>>>

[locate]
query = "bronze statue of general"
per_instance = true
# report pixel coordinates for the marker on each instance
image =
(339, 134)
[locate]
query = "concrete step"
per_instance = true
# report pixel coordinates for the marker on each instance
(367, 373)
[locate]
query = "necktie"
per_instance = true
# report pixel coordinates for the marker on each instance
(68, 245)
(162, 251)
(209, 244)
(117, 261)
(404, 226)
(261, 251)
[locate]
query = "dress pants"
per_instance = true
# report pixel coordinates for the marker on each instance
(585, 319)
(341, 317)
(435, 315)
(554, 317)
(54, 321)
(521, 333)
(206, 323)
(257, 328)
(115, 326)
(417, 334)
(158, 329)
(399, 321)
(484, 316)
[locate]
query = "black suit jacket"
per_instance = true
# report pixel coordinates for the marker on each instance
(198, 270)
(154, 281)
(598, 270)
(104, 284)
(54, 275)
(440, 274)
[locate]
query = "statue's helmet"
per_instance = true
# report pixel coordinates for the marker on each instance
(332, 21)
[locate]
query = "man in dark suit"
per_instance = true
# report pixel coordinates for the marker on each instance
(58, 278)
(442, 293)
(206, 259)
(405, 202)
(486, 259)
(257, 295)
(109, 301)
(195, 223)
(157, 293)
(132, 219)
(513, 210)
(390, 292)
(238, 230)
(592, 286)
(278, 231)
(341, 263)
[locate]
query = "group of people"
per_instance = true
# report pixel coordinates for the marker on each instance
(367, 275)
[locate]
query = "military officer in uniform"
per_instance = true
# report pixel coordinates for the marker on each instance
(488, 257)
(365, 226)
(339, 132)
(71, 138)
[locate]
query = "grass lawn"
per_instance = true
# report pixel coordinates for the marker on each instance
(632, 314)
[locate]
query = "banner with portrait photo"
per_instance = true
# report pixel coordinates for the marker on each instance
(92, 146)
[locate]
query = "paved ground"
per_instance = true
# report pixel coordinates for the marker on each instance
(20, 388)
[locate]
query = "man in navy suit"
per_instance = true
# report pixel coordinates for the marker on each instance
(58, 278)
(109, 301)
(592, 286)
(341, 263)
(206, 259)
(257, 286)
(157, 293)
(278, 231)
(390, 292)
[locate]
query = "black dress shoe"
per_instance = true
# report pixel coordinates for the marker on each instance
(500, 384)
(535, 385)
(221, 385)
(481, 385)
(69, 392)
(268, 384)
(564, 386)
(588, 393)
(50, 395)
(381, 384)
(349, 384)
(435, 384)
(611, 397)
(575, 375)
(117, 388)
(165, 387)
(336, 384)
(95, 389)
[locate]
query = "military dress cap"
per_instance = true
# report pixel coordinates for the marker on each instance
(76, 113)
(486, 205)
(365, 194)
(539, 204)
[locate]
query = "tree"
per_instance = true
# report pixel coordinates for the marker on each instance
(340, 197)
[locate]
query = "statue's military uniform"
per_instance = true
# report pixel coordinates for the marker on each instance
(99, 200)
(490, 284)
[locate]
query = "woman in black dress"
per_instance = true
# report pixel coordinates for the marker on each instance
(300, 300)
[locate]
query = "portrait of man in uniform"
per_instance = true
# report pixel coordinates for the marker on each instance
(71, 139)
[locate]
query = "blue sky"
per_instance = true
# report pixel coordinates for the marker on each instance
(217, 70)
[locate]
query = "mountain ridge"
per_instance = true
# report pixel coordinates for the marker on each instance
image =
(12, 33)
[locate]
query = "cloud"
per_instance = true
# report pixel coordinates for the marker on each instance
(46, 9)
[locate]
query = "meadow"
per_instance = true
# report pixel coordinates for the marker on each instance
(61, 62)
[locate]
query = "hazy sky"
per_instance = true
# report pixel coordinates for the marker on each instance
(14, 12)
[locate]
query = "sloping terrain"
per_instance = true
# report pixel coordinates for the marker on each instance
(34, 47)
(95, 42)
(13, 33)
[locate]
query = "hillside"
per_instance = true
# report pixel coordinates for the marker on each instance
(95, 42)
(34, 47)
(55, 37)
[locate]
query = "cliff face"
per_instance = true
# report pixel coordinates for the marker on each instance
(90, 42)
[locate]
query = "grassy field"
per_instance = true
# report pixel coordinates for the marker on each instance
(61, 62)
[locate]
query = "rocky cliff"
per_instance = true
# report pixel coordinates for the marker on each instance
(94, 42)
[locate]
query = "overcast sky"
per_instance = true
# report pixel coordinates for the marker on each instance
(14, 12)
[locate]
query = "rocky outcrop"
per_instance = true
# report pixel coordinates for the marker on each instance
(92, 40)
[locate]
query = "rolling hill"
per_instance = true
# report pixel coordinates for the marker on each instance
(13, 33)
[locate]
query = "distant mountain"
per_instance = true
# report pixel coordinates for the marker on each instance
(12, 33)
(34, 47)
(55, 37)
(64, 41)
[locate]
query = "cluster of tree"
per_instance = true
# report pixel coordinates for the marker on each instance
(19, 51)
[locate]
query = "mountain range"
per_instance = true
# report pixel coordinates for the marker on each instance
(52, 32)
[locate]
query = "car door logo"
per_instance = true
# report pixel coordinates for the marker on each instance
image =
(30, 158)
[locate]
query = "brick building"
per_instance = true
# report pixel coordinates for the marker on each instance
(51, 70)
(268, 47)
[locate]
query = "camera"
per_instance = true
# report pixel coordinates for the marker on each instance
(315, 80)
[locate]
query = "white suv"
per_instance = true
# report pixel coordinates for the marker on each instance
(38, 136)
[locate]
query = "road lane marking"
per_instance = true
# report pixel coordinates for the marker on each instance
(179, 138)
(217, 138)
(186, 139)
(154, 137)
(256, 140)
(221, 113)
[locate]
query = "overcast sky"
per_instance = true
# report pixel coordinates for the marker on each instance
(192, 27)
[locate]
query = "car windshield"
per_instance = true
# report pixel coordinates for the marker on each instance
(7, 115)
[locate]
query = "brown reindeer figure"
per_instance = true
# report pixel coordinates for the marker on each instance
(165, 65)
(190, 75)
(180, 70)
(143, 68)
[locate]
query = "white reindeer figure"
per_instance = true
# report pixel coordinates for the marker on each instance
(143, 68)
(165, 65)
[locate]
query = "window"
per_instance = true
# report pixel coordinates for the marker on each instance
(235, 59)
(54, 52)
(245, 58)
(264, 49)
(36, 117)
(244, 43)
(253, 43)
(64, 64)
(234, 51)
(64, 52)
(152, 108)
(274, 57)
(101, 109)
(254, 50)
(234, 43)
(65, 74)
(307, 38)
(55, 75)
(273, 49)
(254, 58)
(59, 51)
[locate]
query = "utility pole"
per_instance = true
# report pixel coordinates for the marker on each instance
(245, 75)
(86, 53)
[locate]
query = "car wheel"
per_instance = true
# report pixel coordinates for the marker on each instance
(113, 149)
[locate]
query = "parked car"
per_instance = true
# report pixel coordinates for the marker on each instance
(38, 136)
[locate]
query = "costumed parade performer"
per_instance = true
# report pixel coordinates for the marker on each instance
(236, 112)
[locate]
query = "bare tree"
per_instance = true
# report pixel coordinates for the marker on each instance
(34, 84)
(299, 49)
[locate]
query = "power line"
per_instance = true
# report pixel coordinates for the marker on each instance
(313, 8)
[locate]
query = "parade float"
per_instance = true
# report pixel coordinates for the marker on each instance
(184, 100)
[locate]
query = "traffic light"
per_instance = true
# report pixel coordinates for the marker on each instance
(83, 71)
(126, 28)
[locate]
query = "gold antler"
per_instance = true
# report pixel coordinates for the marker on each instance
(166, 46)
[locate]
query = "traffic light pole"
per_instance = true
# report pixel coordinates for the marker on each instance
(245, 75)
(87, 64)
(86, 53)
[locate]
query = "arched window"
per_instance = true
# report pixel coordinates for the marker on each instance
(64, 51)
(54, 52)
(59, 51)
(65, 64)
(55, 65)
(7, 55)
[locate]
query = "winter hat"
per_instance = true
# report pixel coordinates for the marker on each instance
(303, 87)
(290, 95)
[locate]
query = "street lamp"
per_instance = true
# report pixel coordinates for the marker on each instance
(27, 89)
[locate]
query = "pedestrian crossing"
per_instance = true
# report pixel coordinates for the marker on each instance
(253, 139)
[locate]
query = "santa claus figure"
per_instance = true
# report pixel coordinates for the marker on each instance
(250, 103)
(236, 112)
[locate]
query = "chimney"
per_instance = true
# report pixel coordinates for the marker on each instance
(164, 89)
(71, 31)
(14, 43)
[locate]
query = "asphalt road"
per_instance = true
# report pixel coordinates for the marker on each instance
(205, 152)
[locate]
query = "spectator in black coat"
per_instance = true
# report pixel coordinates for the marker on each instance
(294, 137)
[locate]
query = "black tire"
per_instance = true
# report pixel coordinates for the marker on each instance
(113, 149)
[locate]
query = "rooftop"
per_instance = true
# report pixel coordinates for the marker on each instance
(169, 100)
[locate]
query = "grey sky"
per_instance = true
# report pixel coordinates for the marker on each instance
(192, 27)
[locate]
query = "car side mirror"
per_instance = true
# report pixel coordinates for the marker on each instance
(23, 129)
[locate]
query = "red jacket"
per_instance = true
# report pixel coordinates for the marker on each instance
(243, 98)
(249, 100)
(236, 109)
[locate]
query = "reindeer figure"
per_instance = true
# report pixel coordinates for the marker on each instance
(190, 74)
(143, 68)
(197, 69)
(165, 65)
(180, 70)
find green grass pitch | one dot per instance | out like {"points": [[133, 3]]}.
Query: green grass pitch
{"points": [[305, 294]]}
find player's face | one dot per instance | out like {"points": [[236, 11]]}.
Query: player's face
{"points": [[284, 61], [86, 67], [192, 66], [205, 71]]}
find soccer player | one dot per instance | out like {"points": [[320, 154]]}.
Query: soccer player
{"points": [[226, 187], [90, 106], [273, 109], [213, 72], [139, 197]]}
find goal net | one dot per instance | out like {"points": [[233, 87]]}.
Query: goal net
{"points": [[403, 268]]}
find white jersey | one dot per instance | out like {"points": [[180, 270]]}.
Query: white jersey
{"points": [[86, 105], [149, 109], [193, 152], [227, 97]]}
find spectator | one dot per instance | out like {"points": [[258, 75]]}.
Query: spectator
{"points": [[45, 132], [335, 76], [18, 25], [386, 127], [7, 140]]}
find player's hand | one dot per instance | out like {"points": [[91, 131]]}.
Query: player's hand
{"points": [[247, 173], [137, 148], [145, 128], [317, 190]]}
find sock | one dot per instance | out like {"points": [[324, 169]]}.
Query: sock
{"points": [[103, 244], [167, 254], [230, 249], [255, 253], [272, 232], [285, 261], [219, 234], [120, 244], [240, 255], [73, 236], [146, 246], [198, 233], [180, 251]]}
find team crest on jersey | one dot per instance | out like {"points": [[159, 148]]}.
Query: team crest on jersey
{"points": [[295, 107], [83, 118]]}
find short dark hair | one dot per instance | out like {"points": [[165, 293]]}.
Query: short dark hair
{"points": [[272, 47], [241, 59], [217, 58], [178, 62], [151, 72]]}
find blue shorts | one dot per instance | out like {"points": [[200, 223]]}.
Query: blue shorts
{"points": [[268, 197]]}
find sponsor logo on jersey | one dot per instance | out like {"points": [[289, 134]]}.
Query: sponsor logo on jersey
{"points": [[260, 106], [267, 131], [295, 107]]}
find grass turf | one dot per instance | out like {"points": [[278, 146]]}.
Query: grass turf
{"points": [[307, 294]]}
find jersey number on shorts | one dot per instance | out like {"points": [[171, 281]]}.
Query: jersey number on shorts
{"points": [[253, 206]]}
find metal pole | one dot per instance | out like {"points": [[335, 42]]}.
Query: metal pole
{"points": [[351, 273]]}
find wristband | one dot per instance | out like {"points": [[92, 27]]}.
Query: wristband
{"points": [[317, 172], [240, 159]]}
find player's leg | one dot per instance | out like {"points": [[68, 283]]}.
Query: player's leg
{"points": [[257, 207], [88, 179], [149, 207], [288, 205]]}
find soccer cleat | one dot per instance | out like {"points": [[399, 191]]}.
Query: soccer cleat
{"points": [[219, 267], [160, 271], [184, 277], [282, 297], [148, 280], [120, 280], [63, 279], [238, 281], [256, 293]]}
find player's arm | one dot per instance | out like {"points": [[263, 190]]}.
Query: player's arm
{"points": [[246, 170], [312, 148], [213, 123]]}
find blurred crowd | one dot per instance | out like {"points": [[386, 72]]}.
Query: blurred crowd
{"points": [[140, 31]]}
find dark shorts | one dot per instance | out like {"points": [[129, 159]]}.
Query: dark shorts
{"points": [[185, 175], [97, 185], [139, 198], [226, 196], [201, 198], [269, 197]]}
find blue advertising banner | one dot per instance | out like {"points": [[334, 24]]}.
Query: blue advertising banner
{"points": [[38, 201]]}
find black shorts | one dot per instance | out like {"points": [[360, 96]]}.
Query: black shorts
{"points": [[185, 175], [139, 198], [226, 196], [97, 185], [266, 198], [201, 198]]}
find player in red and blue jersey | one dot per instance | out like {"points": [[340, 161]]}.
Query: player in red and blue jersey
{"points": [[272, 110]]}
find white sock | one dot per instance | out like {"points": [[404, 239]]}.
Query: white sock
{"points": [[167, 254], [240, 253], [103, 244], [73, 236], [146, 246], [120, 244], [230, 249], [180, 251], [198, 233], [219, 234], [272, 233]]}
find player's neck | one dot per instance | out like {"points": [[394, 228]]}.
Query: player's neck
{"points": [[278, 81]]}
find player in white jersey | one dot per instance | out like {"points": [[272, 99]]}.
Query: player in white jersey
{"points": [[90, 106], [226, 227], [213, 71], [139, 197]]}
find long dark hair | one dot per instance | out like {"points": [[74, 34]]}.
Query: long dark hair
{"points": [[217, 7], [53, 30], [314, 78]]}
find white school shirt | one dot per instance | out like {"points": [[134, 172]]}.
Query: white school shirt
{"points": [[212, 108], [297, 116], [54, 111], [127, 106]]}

<<<

:: The request ::
Please retype, exactly as written, every line from the line containing "find player's neck" through the last line of the records above, including both of those lines, and nothing else.

:: Solved problem ::
find player's neck | one dot per instance | out like {"points": [[394, 228]]}.
Query: player's neck
{"points": [[278, 81]]}
find player in white jersey | one dot per instance | out like {"points": [[272, 99]]}.
Query: player in white jersey
{"points": [[90, 106], [226, 227], [213, 71], [139, 197]]}
find long dark hair | one dot per instance | out like {"points": [[74, 34]]}.
Query: long dark hair
{"points": [[217, 7], [53, 30], [314, 78]]}
find white school shirt | one dot per instance | out like {"points": [[134, 172]]}.
Query: white school shirt
{"points": [[212, 108], [297, 116], [54, 111], [127, 106]]}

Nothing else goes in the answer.